_Work task_
Below is a set of entries; give all of them again exactly.

_Supplied material_
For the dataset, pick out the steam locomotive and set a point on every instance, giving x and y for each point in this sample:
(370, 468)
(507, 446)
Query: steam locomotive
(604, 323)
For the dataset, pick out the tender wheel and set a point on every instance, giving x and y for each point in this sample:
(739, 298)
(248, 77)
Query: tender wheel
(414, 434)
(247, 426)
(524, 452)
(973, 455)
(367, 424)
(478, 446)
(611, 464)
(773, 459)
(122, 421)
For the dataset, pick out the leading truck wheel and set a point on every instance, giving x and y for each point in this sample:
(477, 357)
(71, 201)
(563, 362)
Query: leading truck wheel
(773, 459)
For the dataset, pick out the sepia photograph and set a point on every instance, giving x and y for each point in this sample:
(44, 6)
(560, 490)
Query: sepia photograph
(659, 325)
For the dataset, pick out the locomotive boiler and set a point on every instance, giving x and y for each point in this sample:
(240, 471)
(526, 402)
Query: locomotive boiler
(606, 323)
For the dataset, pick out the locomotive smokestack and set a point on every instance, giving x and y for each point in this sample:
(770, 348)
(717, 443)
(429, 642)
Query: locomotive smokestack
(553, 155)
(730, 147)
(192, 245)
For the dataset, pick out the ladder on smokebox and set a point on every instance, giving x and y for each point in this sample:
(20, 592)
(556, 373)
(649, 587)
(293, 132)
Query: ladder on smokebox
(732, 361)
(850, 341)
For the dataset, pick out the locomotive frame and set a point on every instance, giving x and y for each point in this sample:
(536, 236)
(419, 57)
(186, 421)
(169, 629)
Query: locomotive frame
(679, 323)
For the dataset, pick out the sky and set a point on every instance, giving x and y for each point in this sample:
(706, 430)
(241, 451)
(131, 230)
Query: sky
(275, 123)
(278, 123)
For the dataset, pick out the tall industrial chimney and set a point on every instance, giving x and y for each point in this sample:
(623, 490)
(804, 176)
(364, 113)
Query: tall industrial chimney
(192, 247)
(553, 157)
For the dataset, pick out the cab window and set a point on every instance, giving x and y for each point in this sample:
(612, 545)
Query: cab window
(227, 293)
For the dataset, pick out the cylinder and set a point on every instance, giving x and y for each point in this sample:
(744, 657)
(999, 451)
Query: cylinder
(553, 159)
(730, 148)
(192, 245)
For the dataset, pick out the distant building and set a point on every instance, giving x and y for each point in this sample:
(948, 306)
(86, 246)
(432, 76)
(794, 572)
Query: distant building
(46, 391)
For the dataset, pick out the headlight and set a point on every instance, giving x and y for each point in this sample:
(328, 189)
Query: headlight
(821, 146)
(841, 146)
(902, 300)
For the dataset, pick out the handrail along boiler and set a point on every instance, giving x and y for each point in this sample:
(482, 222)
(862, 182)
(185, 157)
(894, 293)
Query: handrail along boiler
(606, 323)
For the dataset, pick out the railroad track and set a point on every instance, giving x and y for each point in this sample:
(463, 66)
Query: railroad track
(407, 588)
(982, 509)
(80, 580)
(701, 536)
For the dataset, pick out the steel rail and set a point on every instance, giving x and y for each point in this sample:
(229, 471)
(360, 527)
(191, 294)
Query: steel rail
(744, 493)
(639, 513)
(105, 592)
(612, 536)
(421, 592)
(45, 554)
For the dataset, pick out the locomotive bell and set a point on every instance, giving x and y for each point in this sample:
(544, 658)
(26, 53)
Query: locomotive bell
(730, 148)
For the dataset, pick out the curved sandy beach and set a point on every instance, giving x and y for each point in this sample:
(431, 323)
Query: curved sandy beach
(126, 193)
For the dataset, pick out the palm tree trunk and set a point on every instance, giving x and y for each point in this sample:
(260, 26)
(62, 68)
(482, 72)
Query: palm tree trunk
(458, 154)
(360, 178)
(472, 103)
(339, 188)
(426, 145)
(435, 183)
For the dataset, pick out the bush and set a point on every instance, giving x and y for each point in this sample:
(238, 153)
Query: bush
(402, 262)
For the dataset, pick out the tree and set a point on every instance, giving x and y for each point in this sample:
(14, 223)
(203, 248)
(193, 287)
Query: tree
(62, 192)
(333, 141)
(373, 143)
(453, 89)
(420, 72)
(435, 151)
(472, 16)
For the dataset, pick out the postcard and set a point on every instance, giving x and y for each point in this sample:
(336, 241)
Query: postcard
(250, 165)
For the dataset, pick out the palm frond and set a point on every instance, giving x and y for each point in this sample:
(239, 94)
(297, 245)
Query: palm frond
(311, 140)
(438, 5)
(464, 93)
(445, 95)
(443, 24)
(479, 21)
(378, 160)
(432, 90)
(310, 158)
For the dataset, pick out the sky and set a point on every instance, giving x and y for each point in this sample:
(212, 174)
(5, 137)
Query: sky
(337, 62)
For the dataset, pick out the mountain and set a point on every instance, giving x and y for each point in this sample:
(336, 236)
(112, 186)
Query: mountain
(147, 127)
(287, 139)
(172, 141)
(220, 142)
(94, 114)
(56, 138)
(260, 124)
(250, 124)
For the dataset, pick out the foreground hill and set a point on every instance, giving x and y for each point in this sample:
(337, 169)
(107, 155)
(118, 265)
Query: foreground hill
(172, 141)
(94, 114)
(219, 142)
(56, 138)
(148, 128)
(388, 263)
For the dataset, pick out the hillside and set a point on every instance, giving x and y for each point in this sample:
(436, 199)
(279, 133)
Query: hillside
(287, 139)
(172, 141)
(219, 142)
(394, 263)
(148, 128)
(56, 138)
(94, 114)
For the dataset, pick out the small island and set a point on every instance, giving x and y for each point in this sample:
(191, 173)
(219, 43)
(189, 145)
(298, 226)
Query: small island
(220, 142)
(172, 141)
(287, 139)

_Response box_
For the dataset, pick out the steam locomotive and set a point on every instance, giving x and y for each point in this sample:
(370, 468)
(507, 446)
Query: steam locomotive
(604, 323)
For the dataset, pick out the tender wheel and set a point on every instance, giving x and y for each point in this sample:
(739, 298)
(248, 77)
Query: tender wheel
(414, 434)
(247, 426)
(524, 452)
(973, 455)
(367, 424)
(478, 446)
(611, 464)
(773, 459)
(122, 421)
For the dataset, pick out the leading truck wheel and set a point on every instance, giving x and y for each point in this sample:
(477, 357)
(71, 201)
(563, 362)
Query: leading truck wheel
(773, 459)
For the dataset, pick out the sepia photograph and set a point on every instance, giving x and y for each point in this sample:
(44, 6)
(560, 490)
Query: sepia photograph
(659, 325)
For the dataset, pick out the locomotive boiler and set a point on every instance, giving x and y for each point in this sample:
(240, 471)
(526, 402)
Query: locomotive boiler
(606, 323)
For the dataset, pick out the locomotive smokestack and set a point on every instance, giving x and y for each point in this sample:
(770, 348)
(717, 443)
(429, 642)
Query: locomotive smokestack
(553, 155)
(730, 147)
(192, 245)
For the dataset, pick out the ladder on smokebox and set a point on every instance, giving x and y for each point in this sample:
(20, 592)
(556, 373)
(649, 587)
(293, 132)
Query: ladder on smokebox
(732, 361)
(850, 341)
For the dataset, pick out the locomotive frame and set a point on every instance, giving x and y for each point in this sample:
(536, 236)
(419, 57)
(186, 421)
(169, 629)
Query: locomotive frame
(679, 323)
For the dataset, pick out the sky and set a point on every instance, giving x and y for each point in this sample:
(706, 430)
(241, 451)
(131, 230)
Query: sky
(275, 123)
(278, 123)
For the dataset, pick out the tall industrial chimney and set a point on every instance, giving x and y for each point in this sample:
(623, 490)
(804, 176)
(364, 113)
Query: tall industrial chimney
(192, 247)
(553, 157)
For the dataset, pick out the cab window and set a point on every instance, giving x and y for each point in this sample:
(612, 545)
Query: cab window
(227, 293)
For the dataset, pick out the cylinder and set a point on every instance, giving x and y for each point in this sample:
(744, 657)
(999, 451)
Query: cylinder
(553, 159)
(730, 148)
(192, 245)
For the dataset, pick out the distant building and set a point on every instance, giving x and y for each point in this sample:
(948, 306)
(86, 246)
(432, 76)
(794, 572)
Query: distant building
(46, 391)
For the dataset, pick out the headlight and set a point on every instance, giving x and y for each point in this sample:
(328, 189)
Query: headlight
(821, 146)
(841, 146)
(902, 300)
For the dataset, pick out the handrail along boiler and set a point on every instance, giving x and y for each point in this sample:
(482, 222)
(862, 182)
(185, 157)
(894, 293)
Query: handrail along boiler
(606, 323)
For the dataset, pick out the railroad track and set a point on every instance, giving x and y for each point in this sample:
(463, 66)
Query: railroad track
(407, 588)
(982, 509)
(80, 580)
(701, 536)
For the dataset, pick out the steel rail and set a point on every instance, giving x and y for each point in this sample:
(229, 471)
(360, 527)
(191, 294)
Query: steel rail
(744, 493)
(639, 513)
(105, 592)
(612, 536)
(421, 592)
(45, 554)
For the dataset, pick out the locomotive bell and set a point on every instance, giving x and y for each point in this sample:
(544, 658)
(26, 53)
Query: locomotive bell
(730, 148)
For the dataset, pick out the curved sandy beach and set a point on every instance, giving x and y for each point in this sample:
(431, 323)
Query: curved sandy beach
(126, 193)
For the dataset, pick out the palm tree trunk and set a point on every instance, giving x and y for each point in this sample:
(260, 26)
(62, 68)
(482, 72)
Query: palm tree trunk
(458, 154)
(360, 178)
(472, 103)
(339, 188)
(426, 145)
(435, 183)
For the dataset, pick out the bush and set a point on every instance, giving x and y for each point in this sample:
(238, 153)
Query: bush
(402, 262)
For the dataset, pick out the tree and set a point on every instance, giving x and y for each point in this sample:
(14, 223)
(203, 248)
(193, 287)
Query: tree
(62, 192)
(333, 141)
(373, 143)
(453, 89)
(420, 72)
(435, 151)
(472, 16)
For the dataset, pick out the postcard and set a point on every instance, giving x and y for each point in this sample:
(336, 241)
Query: postcard
(250, 165)
For the dataset, pick out the palm frond and set a point on every instance, giving x and y for each point in this sample:
(239, 94)
(297, 245)
Query: palm frond
(311, 140)
(438, 5)
(464, 93)
(445, 95)
(443, 24)
(479, 21)
(378, 160)
(432, 90)
(310, 158)
For the dataset, pick out the sky and set a point on every instance, giving x and y for each point in this sample:
(212, 174)
(5, 137)
Query: sky
(337, 62)
For the dataset, pick out the mountain and set a point on every instance, giving x and y for each point in this sample:
(336, 236)
(112, 186)
Query: mountain
(147, 127)
(287, 139)
(172, 141)
(220, 142)
(94, 114)
(56, 138)
(260, 124)
(250, 124)
For the dataset, pick out the foreground hill and set a point on every instance, giving x and y for each point in this sample:
(337, 169)
(107, 155)
(118, 265)
Query: foreground hill
(172, 141)
(94, 114)
(219, 142)
(56, 138)
(148, 128)
(388, 263)
For the dataset, pick out the hillside and set a point on every instance, giving x and y for each point in this sample:
(436, 199)
(279, 133)
Query: hillside
(287, 139)
(172, 141)
(219, 142)
(394, 263)
(148, 128)
(56, 138)
(94, 114)
For the dataset, pick out the small island and set a point on every instance, giving x and y for each point in this sample:
(191, 173)
(219, 43)
(189, 145)
(298, 226)
Query: small island
(220, 142)
(172, 141)
(287, 139)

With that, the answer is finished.